How many lines in the listing below contain the string "story"? Case counts. Give only the number.
┌──
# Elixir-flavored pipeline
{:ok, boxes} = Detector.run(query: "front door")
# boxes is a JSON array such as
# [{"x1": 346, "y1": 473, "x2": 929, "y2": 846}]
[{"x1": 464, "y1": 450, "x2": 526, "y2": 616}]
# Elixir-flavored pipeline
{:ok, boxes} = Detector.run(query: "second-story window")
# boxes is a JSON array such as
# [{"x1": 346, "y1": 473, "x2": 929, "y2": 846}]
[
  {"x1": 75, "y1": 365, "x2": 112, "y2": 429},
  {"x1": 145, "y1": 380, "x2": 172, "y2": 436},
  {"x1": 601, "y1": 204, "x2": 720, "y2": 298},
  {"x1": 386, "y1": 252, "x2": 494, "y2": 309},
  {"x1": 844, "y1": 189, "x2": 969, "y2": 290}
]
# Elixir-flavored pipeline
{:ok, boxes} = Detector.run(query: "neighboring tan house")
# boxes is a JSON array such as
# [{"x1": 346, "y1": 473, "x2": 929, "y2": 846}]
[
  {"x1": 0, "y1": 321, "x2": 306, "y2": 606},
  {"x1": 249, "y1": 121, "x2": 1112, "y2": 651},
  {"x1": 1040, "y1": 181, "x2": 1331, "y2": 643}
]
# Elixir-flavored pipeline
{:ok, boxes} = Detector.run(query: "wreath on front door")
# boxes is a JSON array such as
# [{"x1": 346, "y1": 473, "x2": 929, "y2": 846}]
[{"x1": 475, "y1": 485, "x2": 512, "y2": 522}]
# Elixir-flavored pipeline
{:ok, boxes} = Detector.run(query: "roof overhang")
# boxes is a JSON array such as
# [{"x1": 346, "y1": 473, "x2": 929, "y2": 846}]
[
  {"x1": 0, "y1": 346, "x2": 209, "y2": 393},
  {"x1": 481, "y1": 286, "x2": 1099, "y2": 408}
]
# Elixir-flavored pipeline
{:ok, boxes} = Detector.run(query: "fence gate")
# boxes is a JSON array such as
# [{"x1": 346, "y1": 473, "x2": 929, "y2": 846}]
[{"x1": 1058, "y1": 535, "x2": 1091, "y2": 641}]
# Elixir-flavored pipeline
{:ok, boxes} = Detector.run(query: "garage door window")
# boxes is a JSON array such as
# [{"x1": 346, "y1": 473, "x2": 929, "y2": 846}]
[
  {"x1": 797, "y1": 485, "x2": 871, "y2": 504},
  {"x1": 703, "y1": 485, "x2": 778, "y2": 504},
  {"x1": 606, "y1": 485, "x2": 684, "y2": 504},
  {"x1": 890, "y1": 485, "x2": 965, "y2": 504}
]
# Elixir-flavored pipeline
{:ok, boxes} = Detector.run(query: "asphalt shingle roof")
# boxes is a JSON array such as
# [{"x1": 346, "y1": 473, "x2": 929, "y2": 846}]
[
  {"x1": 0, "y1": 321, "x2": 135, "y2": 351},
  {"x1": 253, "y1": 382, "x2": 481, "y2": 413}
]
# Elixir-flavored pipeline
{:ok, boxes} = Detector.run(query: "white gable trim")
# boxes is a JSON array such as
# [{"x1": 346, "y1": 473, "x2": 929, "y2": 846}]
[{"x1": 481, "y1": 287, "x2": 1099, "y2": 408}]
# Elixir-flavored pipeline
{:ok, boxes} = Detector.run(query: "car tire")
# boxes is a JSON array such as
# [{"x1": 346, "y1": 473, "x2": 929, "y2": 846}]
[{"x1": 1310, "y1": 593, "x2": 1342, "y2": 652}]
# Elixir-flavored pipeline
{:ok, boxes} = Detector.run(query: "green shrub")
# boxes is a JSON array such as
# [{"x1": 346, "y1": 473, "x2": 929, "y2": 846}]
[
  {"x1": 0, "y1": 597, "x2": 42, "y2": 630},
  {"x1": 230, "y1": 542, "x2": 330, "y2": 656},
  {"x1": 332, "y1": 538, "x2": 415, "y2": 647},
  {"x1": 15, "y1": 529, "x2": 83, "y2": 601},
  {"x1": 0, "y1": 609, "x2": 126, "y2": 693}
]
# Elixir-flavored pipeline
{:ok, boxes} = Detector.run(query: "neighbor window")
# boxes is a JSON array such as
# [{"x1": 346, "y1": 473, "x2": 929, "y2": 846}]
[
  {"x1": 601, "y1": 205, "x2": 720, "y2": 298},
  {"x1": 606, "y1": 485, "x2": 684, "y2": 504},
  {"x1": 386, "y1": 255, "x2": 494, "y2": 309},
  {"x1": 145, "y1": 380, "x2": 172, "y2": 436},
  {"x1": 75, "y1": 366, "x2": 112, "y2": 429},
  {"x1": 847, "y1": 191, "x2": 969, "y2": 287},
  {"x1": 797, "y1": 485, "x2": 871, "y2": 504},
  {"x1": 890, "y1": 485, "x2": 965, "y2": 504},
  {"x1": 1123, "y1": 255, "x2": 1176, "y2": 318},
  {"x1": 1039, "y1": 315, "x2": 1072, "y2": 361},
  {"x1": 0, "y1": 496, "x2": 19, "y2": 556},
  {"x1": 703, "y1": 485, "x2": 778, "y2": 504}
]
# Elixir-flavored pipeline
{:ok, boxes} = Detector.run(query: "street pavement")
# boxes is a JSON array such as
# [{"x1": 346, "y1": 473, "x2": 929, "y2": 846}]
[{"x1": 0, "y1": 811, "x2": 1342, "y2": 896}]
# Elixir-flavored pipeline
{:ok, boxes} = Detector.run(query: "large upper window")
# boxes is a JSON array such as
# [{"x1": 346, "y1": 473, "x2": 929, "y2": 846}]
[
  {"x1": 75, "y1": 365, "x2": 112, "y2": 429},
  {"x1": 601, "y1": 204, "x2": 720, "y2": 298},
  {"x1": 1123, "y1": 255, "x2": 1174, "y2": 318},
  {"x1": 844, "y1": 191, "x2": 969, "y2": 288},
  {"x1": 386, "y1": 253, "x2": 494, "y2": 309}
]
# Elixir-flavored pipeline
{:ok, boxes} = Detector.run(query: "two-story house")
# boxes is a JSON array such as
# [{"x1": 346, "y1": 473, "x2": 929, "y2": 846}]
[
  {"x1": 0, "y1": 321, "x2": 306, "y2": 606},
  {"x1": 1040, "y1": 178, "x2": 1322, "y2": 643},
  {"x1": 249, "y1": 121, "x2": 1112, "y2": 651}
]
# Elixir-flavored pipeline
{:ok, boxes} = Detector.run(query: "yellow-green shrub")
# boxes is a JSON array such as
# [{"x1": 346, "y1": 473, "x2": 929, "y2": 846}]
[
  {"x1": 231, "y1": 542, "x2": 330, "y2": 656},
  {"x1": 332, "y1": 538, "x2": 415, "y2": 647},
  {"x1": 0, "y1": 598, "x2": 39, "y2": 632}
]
└──
** WORKED SOLUTION **
2